▶ **Изучаемый текст**:
━━━━━━━━
В том же году, когда вышел его политический манифест, Лиотар создал свой эстетический канон. Книга «Преобразователи Дюшана» представляла создателя «Большого стекла» и «Дано» как критического художника неизоморфностей, несовместимостей и несоизмеримостей. Защищая в очередной раз свое мнение о наслаждении (jouissance), которое испытывал ранний индустриальный пролетариат от своей тяжкой участи, Лиотар утверждал: «Если вы описываете судьбу рабочих исключительно в терминах отчуждения, эксплуатации и нищеты, то вы представляете их исключительно как жертв, которые лишь пассивно страдают в ходе всего процесса и лишь обретают права на будущие репарации (социализм). Вы упускаете существенный момент, заключающийся вовсе не в повышении производительных сил любой ценой, и даже не в смерти многих рабочих (как нередко говорил Маркс с цинизмом, приукрашенным дарвинизмом). Вы упускаете энергию, которая позже пропитала искусство и науку, радость и боль от открытия того, что вы можете держаться (жить, работать, мыслить, ощущать) в месте, где делать это совершенно бессмысленно. Равнодушие к смыслу, стойкость». Именно через эту «стойкость», «механический аскетизм» получают прочтение сексуальные загадки Дюшана. «„Стекло“ есть „задержка“ наготы, „Дано“ — ее продвижение. Для „Стекла“ еще слишком рано, чтобы увидеть лежащую обнаженную женщину; для сцены „Дано“ — уже слишком поздно. Исполнитель — комплексный преобразователь, батарея машин изменения. Здесь нет искусства, поскольку нет объекта. Здесь только преобразования, перераспределение энергии. Мир является множеством механизмов, которые преобразуют одни единицы энергии в другие»28.
━━━━━━━━
▶ **Задания**:
1: Ответьте на вопросы по тексту о Лиотаре и Дюшане:
(а) Каким художником представлен создатель «Большого стекла» и «Дано» в книге «Преобразователи Дюшана»?
(б) Что из двух работ названо «задержкой» наготы, а что ее продвижением?
(в) Почему, по словам Лиотара, «здесь нет искусства»?
2: Продолжите текст о Лиотаре и Дюшане после его последнего предложения.
━━━━━━━━
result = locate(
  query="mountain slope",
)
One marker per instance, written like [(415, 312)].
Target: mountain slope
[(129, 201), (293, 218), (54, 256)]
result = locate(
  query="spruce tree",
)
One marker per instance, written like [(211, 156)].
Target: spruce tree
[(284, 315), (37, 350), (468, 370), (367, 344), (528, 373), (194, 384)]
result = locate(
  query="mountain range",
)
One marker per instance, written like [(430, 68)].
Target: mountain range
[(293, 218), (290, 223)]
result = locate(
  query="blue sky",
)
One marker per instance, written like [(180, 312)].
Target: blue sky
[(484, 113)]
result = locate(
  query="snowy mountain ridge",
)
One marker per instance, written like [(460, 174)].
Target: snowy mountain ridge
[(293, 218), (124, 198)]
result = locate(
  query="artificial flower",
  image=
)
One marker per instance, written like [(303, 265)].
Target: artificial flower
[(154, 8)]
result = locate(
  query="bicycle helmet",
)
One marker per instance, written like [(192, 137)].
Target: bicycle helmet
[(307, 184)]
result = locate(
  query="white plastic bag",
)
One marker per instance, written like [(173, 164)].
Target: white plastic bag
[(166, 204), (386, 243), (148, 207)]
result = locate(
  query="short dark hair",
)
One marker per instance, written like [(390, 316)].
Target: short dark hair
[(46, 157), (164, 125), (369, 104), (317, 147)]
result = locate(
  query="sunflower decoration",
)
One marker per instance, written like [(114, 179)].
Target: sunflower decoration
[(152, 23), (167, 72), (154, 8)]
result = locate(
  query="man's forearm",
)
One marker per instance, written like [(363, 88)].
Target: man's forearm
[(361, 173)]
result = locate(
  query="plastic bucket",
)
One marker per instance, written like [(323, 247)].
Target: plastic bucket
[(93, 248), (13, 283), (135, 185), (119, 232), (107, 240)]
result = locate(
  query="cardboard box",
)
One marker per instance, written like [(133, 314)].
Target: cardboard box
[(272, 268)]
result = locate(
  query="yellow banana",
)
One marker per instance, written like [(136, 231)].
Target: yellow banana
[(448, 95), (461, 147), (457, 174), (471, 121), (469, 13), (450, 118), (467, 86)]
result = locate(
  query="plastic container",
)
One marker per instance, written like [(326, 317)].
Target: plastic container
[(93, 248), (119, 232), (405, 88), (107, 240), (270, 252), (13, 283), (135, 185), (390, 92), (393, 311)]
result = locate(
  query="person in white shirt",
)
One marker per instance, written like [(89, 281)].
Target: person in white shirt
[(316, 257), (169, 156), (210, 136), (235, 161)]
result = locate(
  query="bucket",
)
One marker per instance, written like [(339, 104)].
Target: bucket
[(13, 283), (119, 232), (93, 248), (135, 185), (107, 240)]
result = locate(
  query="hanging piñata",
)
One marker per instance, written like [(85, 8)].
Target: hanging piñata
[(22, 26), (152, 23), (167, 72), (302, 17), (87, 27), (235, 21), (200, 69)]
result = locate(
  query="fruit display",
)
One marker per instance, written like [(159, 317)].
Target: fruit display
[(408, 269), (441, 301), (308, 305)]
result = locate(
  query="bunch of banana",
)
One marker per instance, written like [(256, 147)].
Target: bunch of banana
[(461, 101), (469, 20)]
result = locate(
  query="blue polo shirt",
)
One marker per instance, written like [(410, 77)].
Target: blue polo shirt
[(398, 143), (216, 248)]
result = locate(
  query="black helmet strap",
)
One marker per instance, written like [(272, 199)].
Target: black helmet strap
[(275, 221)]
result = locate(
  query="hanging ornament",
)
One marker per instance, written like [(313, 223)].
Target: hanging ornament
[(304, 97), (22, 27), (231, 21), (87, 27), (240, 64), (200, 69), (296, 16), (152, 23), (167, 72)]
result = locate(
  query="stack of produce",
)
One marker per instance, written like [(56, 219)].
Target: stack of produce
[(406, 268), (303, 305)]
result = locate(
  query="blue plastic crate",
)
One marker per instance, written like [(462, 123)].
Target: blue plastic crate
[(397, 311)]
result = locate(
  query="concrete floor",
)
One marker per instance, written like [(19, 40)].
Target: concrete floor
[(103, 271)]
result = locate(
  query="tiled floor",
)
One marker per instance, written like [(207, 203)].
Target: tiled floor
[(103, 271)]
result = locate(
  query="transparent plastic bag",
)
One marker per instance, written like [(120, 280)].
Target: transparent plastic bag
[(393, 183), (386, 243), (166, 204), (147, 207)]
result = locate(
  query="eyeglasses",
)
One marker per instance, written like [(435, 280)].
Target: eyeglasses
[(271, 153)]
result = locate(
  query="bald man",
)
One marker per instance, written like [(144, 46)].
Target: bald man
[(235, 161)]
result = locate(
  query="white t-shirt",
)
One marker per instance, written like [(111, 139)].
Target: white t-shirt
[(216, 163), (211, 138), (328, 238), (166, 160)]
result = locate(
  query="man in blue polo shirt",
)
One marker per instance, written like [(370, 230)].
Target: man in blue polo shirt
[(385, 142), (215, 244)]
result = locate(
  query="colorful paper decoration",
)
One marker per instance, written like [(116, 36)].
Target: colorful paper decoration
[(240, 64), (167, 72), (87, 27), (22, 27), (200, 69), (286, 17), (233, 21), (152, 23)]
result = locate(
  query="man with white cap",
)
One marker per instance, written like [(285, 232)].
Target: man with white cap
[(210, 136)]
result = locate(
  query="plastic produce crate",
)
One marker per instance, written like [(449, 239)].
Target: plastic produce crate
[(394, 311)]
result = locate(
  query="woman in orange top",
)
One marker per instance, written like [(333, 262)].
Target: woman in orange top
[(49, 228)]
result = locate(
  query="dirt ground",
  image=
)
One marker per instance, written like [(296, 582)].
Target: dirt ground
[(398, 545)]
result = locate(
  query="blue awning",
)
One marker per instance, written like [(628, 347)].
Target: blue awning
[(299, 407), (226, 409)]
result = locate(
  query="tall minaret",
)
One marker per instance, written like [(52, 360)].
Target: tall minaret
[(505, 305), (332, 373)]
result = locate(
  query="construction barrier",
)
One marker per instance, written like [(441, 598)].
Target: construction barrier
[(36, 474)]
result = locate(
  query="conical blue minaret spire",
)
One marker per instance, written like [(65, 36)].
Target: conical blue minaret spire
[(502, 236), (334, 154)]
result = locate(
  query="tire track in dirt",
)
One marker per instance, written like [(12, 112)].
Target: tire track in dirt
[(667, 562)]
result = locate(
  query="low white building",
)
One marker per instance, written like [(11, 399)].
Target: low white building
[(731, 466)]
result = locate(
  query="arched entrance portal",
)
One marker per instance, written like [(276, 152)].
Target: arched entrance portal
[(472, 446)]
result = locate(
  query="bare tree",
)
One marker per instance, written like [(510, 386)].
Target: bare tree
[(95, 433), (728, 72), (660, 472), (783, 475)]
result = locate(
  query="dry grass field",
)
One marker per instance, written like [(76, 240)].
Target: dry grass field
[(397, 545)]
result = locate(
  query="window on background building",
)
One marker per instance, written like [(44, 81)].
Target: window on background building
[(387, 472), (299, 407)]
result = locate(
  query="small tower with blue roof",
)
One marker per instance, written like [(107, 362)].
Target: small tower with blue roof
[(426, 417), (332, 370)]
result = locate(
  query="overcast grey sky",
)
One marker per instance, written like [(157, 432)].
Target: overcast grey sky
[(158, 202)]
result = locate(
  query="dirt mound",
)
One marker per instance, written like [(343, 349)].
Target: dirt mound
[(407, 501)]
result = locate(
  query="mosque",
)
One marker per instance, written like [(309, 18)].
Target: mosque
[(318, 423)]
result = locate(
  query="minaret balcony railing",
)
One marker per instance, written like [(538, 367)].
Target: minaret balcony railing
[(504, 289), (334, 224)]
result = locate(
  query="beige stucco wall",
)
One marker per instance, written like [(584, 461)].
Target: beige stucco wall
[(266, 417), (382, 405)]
━━━━━━━━
▶ **Ответы**:
1:
(а) Критическим художником неизоморфностей, несовместимостей и несоизмеримостей.
(б) «Стекло» названо «задержкой» наготы, «Дано» — ее продвижением.
(в) Потому что нет объекта.

2:
Таким образом, фон «Состояния постмодерна» был куда более насыщенным, нежели сам документ, составленный для квебекского правительства. «Отчет о знании» оставил открытыми два вопроса, которые постоянно волновали Лиотара: каковы следствия постмодерна для искусства и каковы они для политики. Лиотар довольно скоро был вынужден ответить на первый вопрос, причем позиция его оказалась на редкость неудобной. При создании «Состояния постмодерна», он, в общем, не имел представления о той эволюции, которую термин претерпел в архитектуре (вероятно, единственном искусстве, о котором он никогда не писал), причем эстетическое значение этого термина оказывалось прямо противоположным его собственным оценкам. Такое неведение не могло длиться бесконечно. Около 1982 г. Лиотар был проинформирован о версии постмодерна, созданной Дженксом, и о ее широкой рецепции в Америке. Его реакция была резкой. Этот постмодернизм был тайной реставрацией деградировавшего реализма, ранее пользовавшегося покровительством нацизма и сталинизма, а ныне переработанного современным капитализмом в циничный эклектизм, — он был всем тем, с чем боролся авангард29.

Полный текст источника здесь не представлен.